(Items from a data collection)
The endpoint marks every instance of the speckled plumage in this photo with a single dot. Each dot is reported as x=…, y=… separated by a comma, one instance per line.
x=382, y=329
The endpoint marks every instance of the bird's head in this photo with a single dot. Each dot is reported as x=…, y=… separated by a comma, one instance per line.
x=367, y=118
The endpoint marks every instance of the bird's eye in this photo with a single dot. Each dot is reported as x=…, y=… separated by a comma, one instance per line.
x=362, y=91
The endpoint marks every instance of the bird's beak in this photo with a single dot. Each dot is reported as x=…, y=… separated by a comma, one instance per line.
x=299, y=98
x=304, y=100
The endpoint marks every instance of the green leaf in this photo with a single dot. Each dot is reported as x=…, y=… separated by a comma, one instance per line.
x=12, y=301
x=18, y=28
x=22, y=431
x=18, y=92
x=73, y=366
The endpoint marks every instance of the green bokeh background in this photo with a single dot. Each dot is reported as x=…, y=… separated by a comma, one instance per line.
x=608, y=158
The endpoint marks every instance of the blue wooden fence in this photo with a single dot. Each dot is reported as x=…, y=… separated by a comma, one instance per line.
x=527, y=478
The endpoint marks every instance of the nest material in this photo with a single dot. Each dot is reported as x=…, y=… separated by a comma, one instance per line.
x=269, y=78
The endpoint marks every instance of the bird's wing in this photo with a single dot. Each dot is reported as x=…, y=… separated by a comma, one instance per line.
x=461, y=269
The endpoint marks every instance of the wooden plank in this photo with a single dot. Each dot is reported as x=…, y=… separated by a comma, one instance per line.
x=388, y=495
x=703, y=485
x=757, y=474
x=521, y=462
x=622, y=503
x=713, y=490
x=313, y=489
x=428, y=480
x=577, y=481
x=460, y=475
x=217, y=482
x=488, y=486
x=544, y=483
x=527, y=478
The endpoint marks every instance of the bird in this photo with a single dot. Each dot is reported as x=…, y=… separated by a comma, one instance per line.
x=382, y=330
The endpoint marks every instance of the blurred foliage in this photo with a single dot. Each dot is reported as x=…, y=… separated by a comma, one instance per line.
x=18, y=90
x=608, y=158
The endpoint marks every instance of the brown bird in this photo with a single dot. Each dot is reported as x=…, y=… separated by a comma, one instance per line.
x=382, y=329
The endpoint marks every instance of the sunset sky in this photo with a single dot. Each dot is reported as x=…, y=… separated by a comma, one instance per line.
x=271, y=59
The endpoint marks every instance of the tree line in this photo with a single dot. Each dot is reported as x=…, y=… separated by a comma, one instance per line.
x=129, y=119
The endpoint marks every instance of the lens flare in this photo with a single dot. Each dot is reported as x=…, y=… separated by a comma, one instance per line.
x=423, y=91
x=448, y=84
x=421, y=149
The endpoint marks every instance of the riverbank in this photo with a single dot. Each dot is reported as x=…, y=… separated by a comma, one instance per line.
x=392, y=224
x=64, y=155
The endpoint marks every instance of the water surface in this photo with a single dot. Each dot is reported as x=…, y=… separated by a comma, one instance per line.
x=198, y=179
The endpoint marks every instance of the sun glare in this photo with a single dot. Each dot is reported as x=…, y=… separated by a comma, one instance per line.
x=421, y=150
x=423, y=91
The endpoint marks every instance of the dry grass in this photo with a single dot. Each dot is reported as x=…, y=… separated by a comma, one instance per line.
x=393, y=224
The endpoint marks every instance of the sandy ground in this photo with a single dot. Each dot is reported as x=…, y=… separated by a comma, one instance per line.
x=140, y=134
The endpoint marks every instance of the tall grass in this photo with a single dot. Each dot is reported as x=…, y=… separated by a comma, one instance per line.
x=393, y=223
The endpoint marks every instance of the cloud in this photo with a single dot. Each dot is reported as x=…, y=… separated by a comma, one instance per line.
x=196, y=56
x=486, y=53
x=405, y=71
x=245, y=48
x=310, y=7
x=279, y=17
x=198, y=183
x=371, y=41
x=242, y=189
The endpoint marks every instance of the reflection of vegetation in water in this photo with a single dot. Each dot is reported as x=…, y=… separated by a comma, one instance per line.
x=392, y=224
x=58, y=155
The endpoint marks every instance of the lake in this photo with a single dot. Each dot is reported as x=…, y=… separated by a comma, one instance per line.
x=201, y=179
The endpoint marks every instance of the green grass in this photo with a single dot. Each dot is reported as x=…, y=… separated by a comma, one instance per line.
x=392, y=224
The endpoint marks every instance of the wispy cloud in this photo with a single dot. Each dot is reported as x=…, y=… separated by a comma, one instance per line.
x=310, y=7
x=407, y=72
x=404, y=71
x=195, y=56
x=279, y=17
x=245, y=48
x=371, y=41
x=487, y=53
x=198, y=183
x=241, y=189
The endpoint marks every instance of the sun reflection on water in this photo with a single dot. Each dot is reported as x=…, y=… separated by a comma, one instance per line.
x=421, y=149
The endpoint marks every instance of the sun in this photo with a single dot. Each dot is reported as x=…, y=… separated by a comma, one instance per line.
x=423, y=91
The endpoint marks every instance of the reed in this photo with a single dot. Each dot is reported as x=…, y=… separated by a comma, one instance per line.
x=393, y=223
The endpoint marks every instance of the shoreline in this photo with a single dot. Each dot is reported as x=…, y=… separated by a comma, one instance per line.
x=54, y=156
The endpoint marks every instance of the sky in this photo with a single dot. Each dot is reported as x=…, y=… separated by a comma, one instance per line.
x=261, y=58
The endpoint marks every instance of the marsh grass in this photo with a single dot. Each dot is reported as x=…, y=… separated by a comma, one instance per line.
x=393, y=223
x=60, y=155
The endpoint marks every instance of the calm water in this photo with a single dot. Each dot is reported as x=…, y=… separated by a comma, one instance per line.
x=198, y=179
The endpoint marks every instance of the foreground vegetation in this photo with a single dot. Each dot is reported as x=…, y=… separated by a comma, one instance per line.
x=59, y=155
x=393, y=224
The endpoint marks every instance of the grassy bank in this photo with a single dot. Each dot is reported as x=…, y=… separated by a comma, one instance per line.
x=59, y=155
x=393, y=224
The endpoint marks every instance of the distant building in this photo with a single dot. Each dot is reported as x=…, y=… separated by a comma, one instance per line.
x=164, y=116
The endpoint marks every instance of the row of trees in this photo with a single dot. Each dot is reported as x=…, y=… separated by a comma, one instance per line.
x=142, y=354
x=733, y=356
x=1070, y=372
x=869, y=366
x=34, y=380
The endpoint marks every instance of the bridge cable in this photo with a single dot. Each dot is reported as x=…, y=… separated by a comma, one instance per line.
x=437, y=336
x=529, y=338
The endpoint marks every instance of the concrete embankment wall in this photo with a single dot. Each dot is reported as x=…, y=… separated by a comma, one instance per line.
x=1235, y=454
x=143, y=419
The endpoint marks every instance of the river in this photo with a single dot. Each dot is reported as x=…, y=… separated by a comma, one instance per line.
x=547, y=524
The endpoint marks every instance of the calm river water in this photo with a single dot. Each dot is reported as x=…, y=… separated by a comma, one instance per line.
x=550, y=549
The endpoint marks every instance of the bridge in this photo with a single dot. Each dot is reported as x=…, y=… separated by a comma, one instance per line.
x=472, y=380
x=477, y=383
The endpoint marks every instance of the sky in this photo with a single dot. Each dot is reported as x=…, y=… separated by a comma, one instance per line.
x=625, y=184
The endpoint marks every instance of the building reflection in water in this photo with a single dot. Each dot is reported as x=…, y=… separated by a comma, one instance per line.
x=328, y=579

Your task => Update the items above by replacing "single dot" with "single point" in every one, leaving all other text unchanged.

Full response =>
The endpoint marks every instance of the speckled plumage in this photo with a single point. Each dot is reported as x=…, y=… separated by a comma, one instance per line.
x=382, y=329
The endpoint marks every instance of the bird's head in this photo with a single point. Each dot is reported as x=…, y=… separated by a comma, one instance per line.
x=367, y=118
The endpoint marks every instance of the bird's eye in this photo with a single point. Each dot is reported as x=…, y=… separated by a comma, one instance per line.
x=362, y=91
The endpoint marks every instance of the bird's beak in this photo with a single point. Each dot is reported as x=…, y=… separated by a comma, one instance per line.
x=299, y=98
x=304, y=100
The endpoint marks every instance of the green leaf in this photo with a single point. Each dot is reported as x=…, y=… separated by a comma, one instance per line.
x=12, y=301
x=18, y=28
x=22, y=431
x=18, y=92
x=73, y=366
The endpoint marks every instance of the green bokeh background in this photo with a single point. Each dot is reported as x=…, y=… separated by a comma, one instance per line.
x=608, y=158
The endpoint marks every instance of the blue wooden fence in this photo with a single point. Each dot is reported as x=…, y=… separated by a comma, one instance per line.
x=527, y=478
The endpoint marks every instance of the nest material in this photo with a single point. Each dot is reported as x=…, y=… separated by a comma, one instance per line.
x=269, y=78
The endpoint marks every instance of the bird's wing in this photo with a single point. Each dot is reported as x=…, y=… separated by a comma, one instance per line.
x=461, y=269
The endpoint marks every instance of the wooden plank in this photo with a single point. Each dot is reported as x=…, y=… separated by a comma, one instance per line.
x=388, y=495
x=703, y=485
x=757, y=474
x=521, y=462
x=622, y=503
x=713, y=490
x=313, y=489
x=428, y=480
x=577, y=481
x=460, y=475
x=217, y=482
x=488, y=486
x=544, y=483
x=527, y=478
The endpoint marks every instance of the bird in this photo with a single point. Each dot is reported as x=…, y=… separated by a comma, one instance per line.
x=382, y=330
The endpoint marks every instance of the blurred foliage in this photo with a single point. Each dot is reported as x=…, y=… separated by a comma, one instance per line.
x=18, y=90
x=608, y=158
The endpoint marks every instance of the brown bird in this photo with a single point. Each dot is reported as x=…, y=… separated by a comma, one instance per line.
x=382, y=329
The endpoint marks every instance of the sunset sky in this photo with a single point. Each dot is reported as x=…, y=… separated by a comma, one instance per line.
x=271, y=59
The endpoint marks every instance of the tree line in this photo with a single point. Each dot is reported as x=…, y=… separated by a comma, one instance per line.
x=129, y=119
The endpoint marks every instance of the lens flare in this photo with a single point. Each dot is reported as x=…, y=… separated by a comma, one instance per line.
x=423, y=91
x=448, y=84
x=421, y=149
The endpoint marks every instance of the riverbank in this photo with a single point. Each dot is reported as x=…, y=… separated by a comma, one instance per line.
x=392, y=224
x=64, y=155
The endpoint marks every instance of the water surface in this photo with a single point. Each dot is reported as x=…, y=… separated by a comma, one instance per line.
x=198, y=179
The endpoint marks every instance of the sun glare in this photo with a single point. Each dot is reported as x=…, y=… separated by a comma, one instance per line.
x=421, y=150
x=423, y=91
The endpoint marks every instance of the dry grass in this photo with a single point. Each dot is reported as x=…, y=… separated by a comma, one instance per line.
x=393, y=224
The endpoint marks every instance of the sandy ground in this photo with a single point. Each dot is reported as x=…, y=… separated by a comma, one instance per line.
x=140, y=134
The endpoint marks every instance of the tall grass in this photo with a single point. Each dot is reported as x=…, y=… separated by a comma, one instance per line.
x=393, y=223
The endpoint marks every instance of the cloud in this photo with a single point. Each dot is reported as x=…, y=… separated by a comma, one instance per line.
x=196, y=56
x=486, y=53
x=405, y=71
x=245, y=48
x=310, y=7
x=279, y=17
x=198, y=183
x=371, y=41
x=242, y=189
The endpoint marks every instance of the reflection of vegetation in water in this photo with a single point. Each dot is reported as x=…, y=… separated by a comma, one instance per line.
x=392, y=224
x=58, y=155
The endpoint marks every instance of the lake in this photo with a single point. Each dot is reported as x=…, y=… separated by a comma, one instance per line.
x=201, y=179
The endpoint marks every instance of the green grass in this photo with a single point. Each dot is reported as x=…, y=… separated by a comma, one instance per line.
x=392, y=224
The endpoint marks every instance of the wispy cloud in this photo with a single point. Each dot is reported as x=…, y=… separated by a comma, one instance per line.
x=310, y=7
x=407, y=72
x=404, y=71
x=195, y=56
x=279, y=17
x=245, y=48
x=371, y=41
x=487, y=53
x=198, y=183
x=241, y=189
The endpoint marks every instance of the sun reflection on water in this photo with a single point. Each dot is reported as x=…, y=… separated by a comma, one instance per line.
x=421, y=149
The endpoint marks every instance of the sun in this photo with a single point. Each dot is reported as x=…, y=… separated by a comma, one instance per line.
x=423, y=91
The endpoint marks every instance of the reed in this photo with a single point. Each dot is reported as x=…, y=… separated by a comma, one instance per line.
x=393, y=223
The endpoint marks every instance of the shoreline in this photo with a single point. Each dot is reported as x=…, y=… separated by a comma, one instance per line.
x=54, y=156
The endpoint marks every instance of the sky in this photo with a single point. Each dot is reported as x=…, y=… separated by a comma, one instance per line.
x=261, y=58
The endpoint marks every instance of the marsh grass in this photo with a single point. Each dot is reported as x=…, y=… separated by a comma, one instance per line.
x=393, y=223
x=60, y=155
The endpoint marks every instance of the calm water in this photo with a single point. Each dot is reported as x=…, y=… separated by a comma, one instance per line.
x=198, y=179
The endpoint marks every instance of the foreground vegetation in this photo with a single point. Each dot is reported as x=…, y=… separated by a comma, one instance per line.
x=59, y=155
x=393, y=224
The endpoint marks every instance of the grassy bank in this photo with a single point. Each dot is reported as x=…, y=… separated by a comma, one instance per line.
x=59, y=155
x=393, y=224
The endpoint marks every instance of the distant building in this photo with a single point. Each dot is reported as x=…, y=… separated by a comma, one instance per line.
x=164, y=116
The endpoint marks every instance of the row of trees in this photo with a single point. Each dot is reported as x=…, y=… separated by a comma, one instance per line.
x=142, y=354
x=733, y=356
x=1070, y=372
x=869, y=366
x=34, y=380
The endpoint marks every instance of the bridge cable in this photo with a single point. Each dot is reported as x=…, y=… separated by a comma, one instance per line.
x=437, y=336
x=529, y=338
The endpoint marks every instance of the concrete embankment wall in this photo with a single point. Each dot is reported as x=…, y=… separated by a comma, one instance per line.
x=1235, y=454
x=143, y=419
The endpoint marks every instance of the river in this photo with a single point. Each dot is reported as x=…, y=… separated by a comma, one instance per line.
x=547, y=524
The endpoint marks every instance of the calm river water in this photo with a single point. Each dot is reported as x=…, y=… separated by a comma, one instance per line.
x=550, y=549
The endpoint marks every instance of the bridge in this photo with a single point. Each dot is reported as x=…, y=… separated by a comma, one instance per line.
x=472, y=380
x=477, y=383
The endpoint marks every instance of the sky in this photo with a single point. Each dot is reported as x=…, y=… separated by a comma, one instance per line.
x=625, y=184
The endpoint marks every instance of the building reflection in water in this photo with a single point. Each dot is reported as x=…, y=… separated by a comma, one instance per line.
x=328, y=579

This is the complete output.